● Üretilecek çıktı
"Could you kindly segment every instance of the striped" ifadesini içeren satırdan "359 691 L 419" ifadesini içeren satıra kadar uzanan bölümü, iki uç dahil, bütün satırlarıyla yeniden yaz. Yanıtlardaki her koordinata 32 ekleyerek konumlarını kaydır.

------ Çıkarılan veriler ------

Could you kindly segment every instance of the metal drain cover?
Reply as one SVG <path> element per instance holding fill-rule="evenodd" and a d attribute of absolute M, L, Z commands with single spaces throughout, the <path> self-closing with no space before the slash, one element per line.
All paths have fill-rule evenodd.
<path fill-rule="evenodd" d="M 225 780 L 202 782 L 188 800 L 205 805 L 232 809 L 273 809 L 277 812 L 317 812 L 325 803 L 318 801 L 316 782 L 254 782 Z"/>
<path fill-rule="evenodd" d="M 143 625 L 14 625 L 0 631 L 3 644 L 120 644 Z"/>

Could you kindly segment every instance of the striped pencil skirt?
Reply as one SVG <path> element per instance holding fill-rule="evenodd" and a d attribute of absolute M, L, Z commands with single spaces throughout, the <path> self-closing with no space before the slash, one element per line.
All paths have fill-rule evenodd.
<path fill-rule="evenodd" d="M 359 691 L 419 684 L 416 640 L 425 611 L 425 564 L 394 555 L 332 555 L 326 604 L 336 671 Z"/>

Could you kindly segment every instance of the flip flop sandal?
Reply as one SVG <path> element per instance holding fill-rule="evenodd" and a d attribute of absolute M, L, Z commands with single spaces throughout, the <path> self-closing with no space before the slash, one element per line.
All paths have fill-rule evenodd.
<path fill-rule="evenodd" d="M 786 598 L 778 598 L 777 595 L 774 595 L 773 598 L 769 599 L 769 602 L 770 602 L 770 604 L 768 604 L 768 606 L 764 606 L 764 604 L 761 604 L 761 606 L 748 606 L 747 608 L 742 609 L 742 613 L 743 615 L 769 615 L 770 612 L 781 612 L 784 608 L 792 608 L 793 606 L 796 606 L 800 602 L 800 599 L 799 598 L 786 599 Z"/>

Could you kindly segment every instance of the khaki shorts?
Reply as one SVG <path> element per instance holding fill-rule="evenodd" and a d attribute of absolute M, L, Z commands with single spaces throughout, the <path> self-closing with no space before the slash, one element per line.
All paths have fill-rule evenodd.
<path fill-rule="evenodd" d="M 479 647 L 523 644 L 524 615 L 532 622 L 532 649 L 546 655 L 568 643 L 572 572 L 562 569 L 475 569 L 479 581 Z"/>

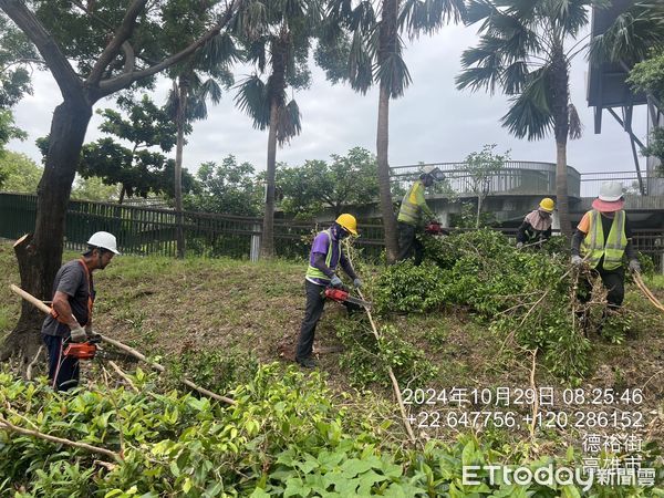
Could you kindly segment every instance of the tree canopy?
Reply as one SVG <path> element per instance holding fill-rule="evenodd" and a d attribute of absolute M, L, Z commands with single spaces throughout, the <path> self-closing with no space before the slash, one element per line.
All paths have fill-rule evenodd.
<path fill-rule="evenodd" d="M 336 216 L 344 207 L 378 199 L 376 158 L 362 147 L 332 162 L 312 159 L 302 166 L 278 170 L 277 185 L 283 195 L 281 208 L 298 218 L 310 218 L 331 208 Z"/>

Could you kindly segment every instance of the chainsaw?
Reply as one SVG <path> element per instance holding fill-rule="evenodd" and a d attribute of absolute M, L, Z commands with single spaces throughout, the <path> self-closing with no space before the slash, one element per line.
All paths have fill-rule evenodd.
<path fill-rule="evenodd" d="M 135 361 L 134 357 L 124 354 L 117 354 L 104 351 L 97 346 L 102 342 L 102 336 L 93 334 L 85 342 L 71 342 L 64 349 L 64 356 L 75 357 L 76 360 L 94 360 L 95 357 L 104 360 Z"/>
<path fill-rule="evenodd" d="M 353 298 L 351 295 L 351 293 L 346 290 L 346 289 L 338 289 L 334 287 L 328 287 L 325 288 L 325 298 L 331 299 L 332 301 L 336 301 L 336 302 L 350 302 L 353 304 L 357 304 L 360 307 L 364 307 L 364 308 L 371 308 L 371 302 L 369 301 L 364 301 L 362 299 L 359 298 Z"/>
<path fill-rule="evenodd" d="M 424 232 L 434 236 L 449 235 L 438 221 L 429 221 L 426 227 L 424 227 Z"/>

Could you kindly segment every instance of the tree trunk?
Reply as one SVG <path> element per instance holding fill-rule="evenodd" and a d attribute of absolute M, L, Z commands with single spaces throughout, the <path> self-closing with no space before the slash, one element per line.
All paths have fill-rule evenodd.
<path fill-rule="evenodd" d="M 378 33 L 378 65 L 397 51 L 398 48 L 398 0 L 383 0 L 382 20 Z M 381 215 L 385 230 L 385 250 L 387 264 L 396 261 L 398 255 L 398 241 L 396 232 L 396 218 L 392 203 L 392 190 L 390 185 L 390 98 L 392 92 L 396 91 L 381 81 L 378 95 L 378 125 L 376 131 L 376 159 L 378 163 L 378 188 L 381 193 Z"/>
<path fill-rule="evenodd" d="M 183 259 L 185 257 L 185 231 L 184 231 L 184 217 L 183 217 L 183 148 L 185 146 L 185 118 L 187 115 L 187 92 L 188 82 L 185 77 L 180 76 L 179 87 L 176 86 L 178 92 L 177 98 L 177 143 L 175 147 L 175 212 L 176 212 L 176 245 L 177 245 L 177 257 Z"/>
<path fill-rule="evenodd" d="M 560 231 L 562 235 L 572 236 L 572 224 L 570 221 L 570 204 L 567 187 L 567 141 L 556 141 L 556 197 L 558 201 L 558 216 L 560 218 Z"/>
<path fill-rule="evenodd" d="M 92 105 L 65 101 L 55 108 L 44 173 L 37 189 L 34 234 L 14 245 L 21 288 L 38 299 L 51 300 L 53 280 L 62 264 L 66 207 L 91 116 Z M 0 349 L 0 360 L 18 354 L 30 362 L 41 344 L 42 321 L 43 315 L 23 302 L 19 322 Z"/>
<path fill-rule="evenodd" d="M 274 256 L 274 177 L 277 173 L 277 120 L 279 102 L 270 104 L 270 131 L 268 133 L 268 164 L 266 170 L 266 214 L 260 241 L 261 258 Z"/>

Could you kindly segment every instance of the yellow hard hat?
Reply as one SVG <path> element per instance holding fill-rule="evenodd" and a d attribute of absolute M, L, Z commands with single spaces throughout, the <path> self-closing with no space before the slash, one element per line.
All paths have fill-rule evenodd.
<path fill-rule="evenodd" d="M 553 212 L 554 208 L 556 208 L 556 203 L 553 203 L 553 199 L 551 199 L 549 197 L 544 197 L 540 203 L 540 209 L 542 211 Z"/>
<path fill-rule="evenodd" d="M 354 236 L 357 235 L 357 220 L 353 215 L 349 215 L 347 212 L 339 215 L 339 218 L 336 218 L 336 224 L 341 225 Z"/>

------

● Görev sonucu
Could you kindly segment every instance of the striped pencil skirt?
Reply as one SVG <path> element per instance holding fill-rule="evenodd" and a d attribute of absolute M, L, Z commands with single spaces throughout, the <path> self-closing with no space before the slash, one element per line.
All paths have fill-rule evenodd.
<path fill-rule="evenodd" d="M 391 723 L 451 716 L 448 672 L 457 643 L 457 596 L 426 587 L 364 587 L 358 636 L 368 703 Z"/>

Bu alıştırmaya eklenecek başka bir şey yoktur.